Daí decorre o estereótipo de que a maioria dos políticos é interesseira ou corrupta. Mas isso não surge do nada. Não é o cargo que os transforma. Seria reflexo da própria sociedade da qual emergem (que prioriza a politicagem em vez da política e trata isso como normal)? Uma simples busca no Google Imagens pelo termo “político” já revela o peso simbólico associado à palavra. Vemos charges, memes e insinuações de uma classe questionável. Mas somos nós que os elegemos para nos representar. Então essa imagem não se aplica também a nós? -
E os serviços privados que você paga? Está satisfeito? Você expõe diariamente essas empresas nas redes sociais?
Muitos desvalorizam o que é público, vinculando-o à política e repetindo discursos, sem avaliar objetivamente a qualidade. Já o setor privado, mesmo com falhas concretas, raramente recebe a mesma intensidade de críticas.

------------------------------------------------------------

- [REQUISITOS DO EXERCÍCIO]
**a.** De acordo com o texto sobre política e serviços públicos, o que uma simples busca no Google Imagens pelo termo “político” já revela?
**b.** Repita, sem alterações, o trecho do texto sobre política e serviços públicos que começa em “Daí decorre o” e termina em “intensidade de críticas.”.
**c.** Retome o texto sobre política e serviços públicos e dê continuidade a ele a partir do ponto em que para.
Os registros não desempenham nenhum papel nesta etapa.

[Itens do conjunto de dados]
------------------------------------------------------------

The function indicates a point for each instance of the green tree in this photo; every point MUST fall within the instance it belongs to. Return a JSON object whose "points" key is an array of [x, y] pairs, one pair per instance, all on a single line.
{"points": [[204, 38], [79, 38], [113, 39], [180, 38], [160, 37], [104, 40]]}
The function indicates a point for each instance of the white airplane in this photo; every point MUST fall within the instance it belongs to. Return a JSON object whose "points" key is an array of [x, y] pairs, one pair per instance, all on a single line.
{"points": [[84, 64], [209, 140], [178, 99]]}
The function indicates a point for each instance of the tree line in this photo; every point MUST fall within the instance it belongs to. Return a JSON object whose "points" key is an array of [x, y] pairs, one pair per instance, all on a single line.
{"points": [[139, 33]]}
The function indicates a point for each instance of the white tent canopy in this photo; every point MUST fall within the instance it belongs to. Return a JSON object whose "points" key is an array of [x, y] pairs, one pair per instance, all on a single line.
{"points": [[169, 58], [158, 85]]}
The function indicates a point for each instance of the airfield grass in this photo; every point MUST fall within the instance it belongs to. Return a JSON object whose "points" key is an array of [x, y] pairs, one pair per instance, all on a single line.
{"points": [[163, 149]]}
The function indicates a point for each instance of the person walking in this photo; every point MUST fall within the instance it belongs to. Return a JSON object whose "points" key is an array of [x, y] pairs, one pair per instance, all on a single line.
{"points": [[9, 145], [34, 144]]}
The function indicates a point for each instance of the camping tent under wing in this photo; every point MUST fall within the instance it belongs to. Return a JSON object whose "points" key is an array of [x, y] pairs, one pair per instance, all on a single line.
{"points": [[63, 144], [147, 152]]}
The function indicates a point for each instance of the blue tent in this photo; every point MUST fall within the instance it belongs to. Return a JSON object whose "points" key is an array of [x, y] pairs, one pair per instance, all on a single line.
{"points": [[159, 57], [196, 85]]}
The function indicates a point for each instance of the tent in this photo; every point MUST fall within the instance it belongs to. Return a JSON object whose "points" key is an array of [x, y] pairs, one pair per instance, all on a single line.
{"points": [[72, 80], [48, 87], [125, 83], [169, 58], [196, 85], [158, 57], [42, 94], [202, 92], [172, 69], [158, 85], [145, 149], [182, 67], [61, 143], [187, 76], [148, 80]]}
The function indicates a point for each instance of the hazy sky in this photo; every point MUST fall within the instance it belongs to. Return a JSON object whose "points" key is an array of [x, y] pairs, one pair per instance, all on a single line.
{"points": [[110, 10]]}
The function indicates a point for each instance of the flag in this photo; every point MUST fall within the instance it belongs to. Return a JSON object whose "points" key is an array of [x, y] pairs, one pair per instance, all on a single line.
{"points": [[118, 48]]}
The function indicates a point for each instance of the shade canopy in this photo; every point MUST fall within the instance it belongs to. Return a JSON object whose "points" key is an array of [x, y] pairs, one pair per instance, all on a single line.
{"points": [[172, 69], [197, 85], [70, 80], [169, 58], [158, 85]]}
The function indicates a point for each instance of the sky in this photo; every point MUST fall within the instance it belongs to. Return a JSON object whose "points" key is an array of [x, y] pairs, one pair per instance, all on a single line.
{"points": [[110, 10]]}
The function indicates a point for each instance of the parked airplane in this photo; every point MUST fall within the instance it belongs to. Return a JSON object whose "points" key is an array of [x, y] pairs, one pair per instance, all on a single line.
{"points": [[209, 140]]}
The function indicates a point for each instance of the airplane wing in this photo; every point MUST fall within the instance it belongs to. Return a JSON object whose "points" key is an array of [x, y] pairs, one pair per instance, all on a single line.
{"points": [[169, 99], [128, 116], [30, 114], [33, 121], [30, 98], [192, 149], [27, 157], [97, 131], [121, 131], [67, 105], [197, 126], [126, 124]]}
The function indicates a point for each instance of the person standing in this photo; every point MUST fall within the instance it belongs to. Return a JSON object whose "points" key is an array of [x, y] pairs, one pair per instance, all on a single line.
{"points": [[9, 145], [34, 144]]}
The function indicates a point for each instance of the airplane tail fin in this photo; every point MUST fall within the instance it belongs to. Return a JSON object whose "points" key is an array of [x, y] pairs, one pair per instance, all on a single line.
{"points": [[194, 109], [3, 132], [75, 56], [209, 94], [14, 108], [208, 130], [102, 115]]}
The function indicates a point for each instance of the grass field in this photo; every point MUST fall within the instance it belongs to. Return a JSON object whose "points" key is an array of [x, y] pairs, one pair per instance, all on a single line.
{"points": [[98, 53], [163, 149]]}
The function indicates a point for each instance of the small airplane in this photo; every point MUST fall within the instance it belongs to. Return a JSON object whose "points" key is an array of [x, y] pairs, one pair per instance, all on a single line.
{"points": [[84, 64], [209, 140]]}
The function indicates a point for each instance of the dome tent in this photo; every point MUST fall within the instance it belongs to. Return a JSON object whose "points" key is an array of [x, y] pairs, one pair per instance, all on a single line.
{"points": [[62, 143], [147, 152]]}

------------------------------------------------------------

- [RESPOSTAS EM ORDEM]
**a.** Revela o peso simbólico associado à palavra.

**b.**
Daí decorre o estereótipo de que a maioria dos políticos é interesseira ou corrupta. Mas isso não surge do nada. Não é o cargo que os transforma. Seria reflexo da própria sociedade da qual emergem (que prioriza a politicagem em vez da política e trata isso como normal)? Uma simples busca no Google Imagens pelo termo “político” já revela o peso simbólico associado à palavra. Vemos charges, memes e insinuações de uma classe questionável. Mas somos nós que os elegemos para nos representar. Então essa imagem não se aplica também a nós? -
E os serviços privados que você paga? Está satisfeito? Você expõe diariamente essas empresas nas redes sociais?
Muitos desvalorizam o que é público, vinculando-o à política e repetindo discursos, sem avaliar objetivamente a qualidade. Já o setor privado, mesmo com falhas concretas, raramente recebe a mesma intensidade de críticas.

**c.**
Público e privado
Na Educação, será que quem critica a qualidade do ensino conhece a evolução do IDEB nacional, municipal e escolar? Considera as especificidades regionais, sociais e econômicas? Observa os índices de aprovação e reprovação das universidades que formam professores, a evolução do analfabetismo ou a importância da participação da família no rendimento?
Na Saúde, a situação é semelhante. São frequentes as críticas ao SUS, mas os planos privados também acumulam falhas. A Associação Paulista de Medicina mostrou que 77% dos usuários de planos em São Paulo tiveram algum problema de atendimento nos últimos dois anos (muitos sequer registraram reclamações). E lembremos: a saúde privada atende quem pode pagar (e não é barato), além de também ter dificuldades como falta de vagas, atrasos e consultas sem solução efetiva.
Já o SUS atende a todos, sem filtros (inclusive os financeiros). A demanda é variável e, em qualquer lugar do país, dificilmente haverá consultas imediatas disponíveis o tempo todo. Se os médicos aceleram atendimentos, reclamam que foram rápidos demais; se demoram, criticam o tempo de espera; se aumentam o número de profissionais, é preciso ampliar a estrutura (o que encarece o sistema e pode torná-lo financeiramente insustentável, retirando recursos de outras áreas). Em qualquer escolha, alguém se sentirá prejudicado.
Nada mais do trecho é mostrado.